What the task requires » Reproduce the passage on goal orientation, Honesty-Humility, and academic cheating verbatim, from "Based on the" up to and including "predict academic cheating.".

Passage provided »
Key to the present work is previous research that has shown how a student’s goal orientation predicts academic cheating. For example, students with a performance goal orientation are more likely to cheat in the academic context, compared with students with a mastery approach goal orientation, independent of the approach or the avoidance orientation (Jordan, 2001; Van Yperen et al., 2011; see also Rettinger et al., 2004). The basic argument is that cheating for students who are mastery-oriented would not assist them in their goal to truly understand the learned content. By contrast, for students, who are performance-oriented, independent of approach or avoidance oriented, cheating would help to achieve their goal (i.e., approach success to others, respectively avoid failure; e.g., Anderman, 2007).

More recent studies have shown that many other variables need to be considered when investigating the effect of learning goals on cheating behavior. For example, Daumiller and Janke (2020) have highlighted the importance of social norms for this effect, revealing that if the environment shows acceptance for the cheating behavior, cheating increases. These authors have also shown that the focus of evaluating performance interacts with the learning goal orientation (Daumiller & Janke, 2019); when students’ results rather than their learning processes were the focus of performance evaluation, cheating behavior increased. Anderman and Won (2017) have asserted that the perceived goal structure of the classroom (i.e., mastery being emphasized in the classroom by the teachers, rather than just grades and performance) also affects the students’ beliefs about cheating.

Based on the learning goal theory, academic cheating seems to be a highly motivated behavior, but there are also other characteristics (independent of students’ learning goals) that affect dishonest behavior. Besides characteristics such as age, gender, or cultural differences, which have already been investigated (McCabe et al., 2001; Miller et al., 2007), there are solid theoretical arguments for the personality factor Honesty-Humility (emanated from the HEXACO model of personality; Lee & Ashton 2004) to also predict academic cheating.

1.2 Honesty-Humility

In the past, the most popular approach to measure a person’s personality consisted of the five-factorial personality model (i.e., the Big Five), which differentiates between the personality traits Neuroticism, Extraversion, Openness to experiences, Consciousness, and Agreeableness. Among these personality factors, Agreeableness and Consciousness are the best predictors for academic performance and also for academic cheating (Cuadrado et al., 2021; De Vries et al., 2011). Importantly, recent research revealed a six-factorial personality model, labeled as the HEXACO model of personality (Lee & Ashton, 2004), that comprises a sixth personality factor denoted as Honesty-Humility. Honesty-Humility is described as “the tendency to be fair and genuine in dealing with others, in the sense of cooperating with others even when one might exploit them without suffering retaliation” (Ashton & Lee, 2007, p. 156). This factor includes the four facets Sincerity (i.e., the tendency to be genuine in interpersonal relations), Fairness (i.e., the tendency to avoid fraud and corruption), Greed avoidance (i.e., the tendency to be uninterested in possessing lavish wealth, luxury goods, and signs of high status), and Modesty (i.e., the tendency to be modest and unassuming).

Available data »
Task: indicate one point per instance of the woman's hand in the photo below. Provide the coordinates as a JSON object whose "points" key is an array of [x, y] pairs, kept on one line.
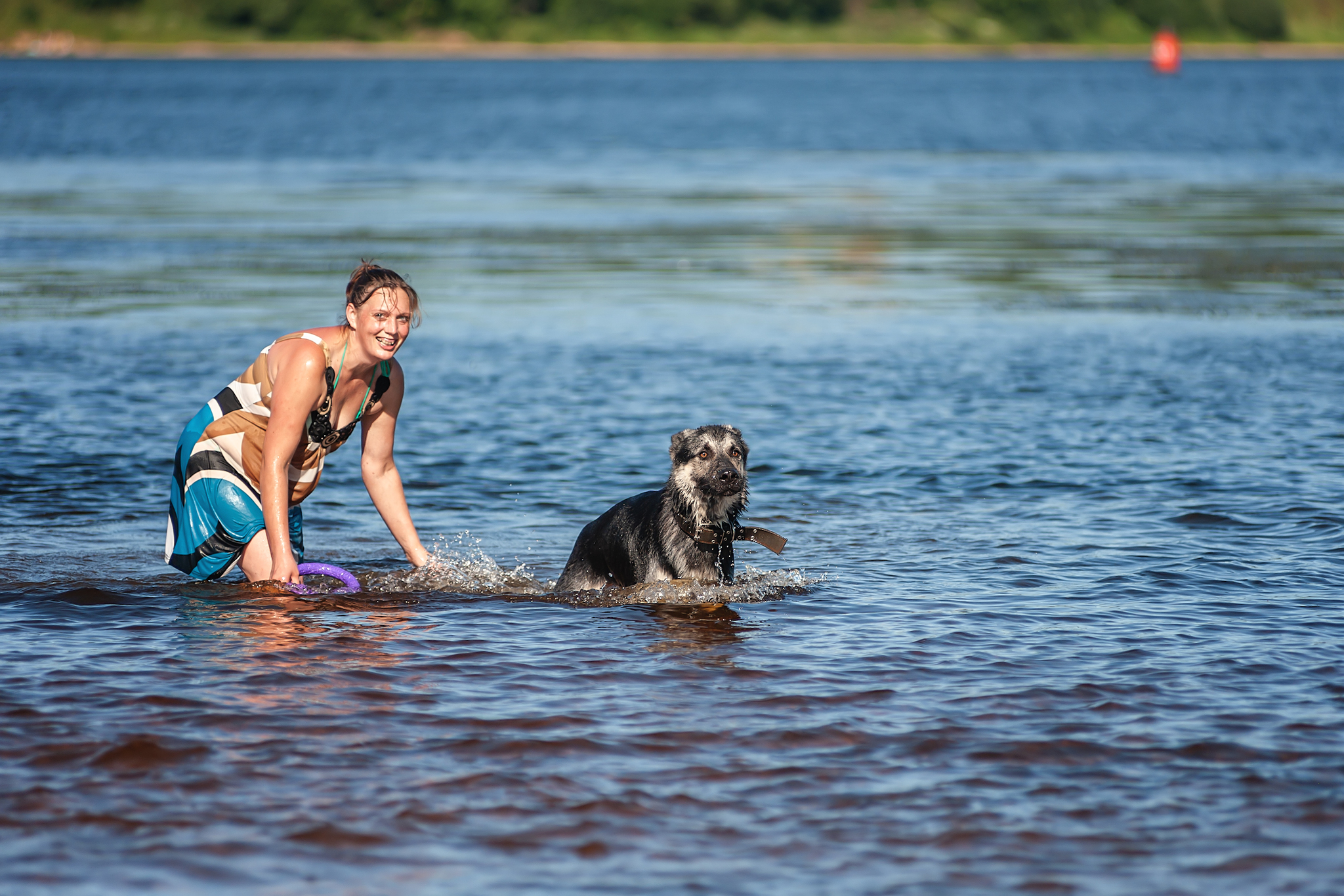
{"points": [[285, 570]]}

Exercise response »
Based on the learning goal theory, academic cheating seems to be a highly motivated behavior, but there are also other characteristics (independent of students’ learning goals) that affect dishonest behavior. Besides characteristics such as age, gender, or cultural differences, which have already been investigated (McCabe et al., 2001; Miller et al., 2007), there are solid theoretical arguments for the personality factor Honesty-Humility (emanated from the HEXACO model of personality; Lee & Ashton 2004) to also predict academic cheating.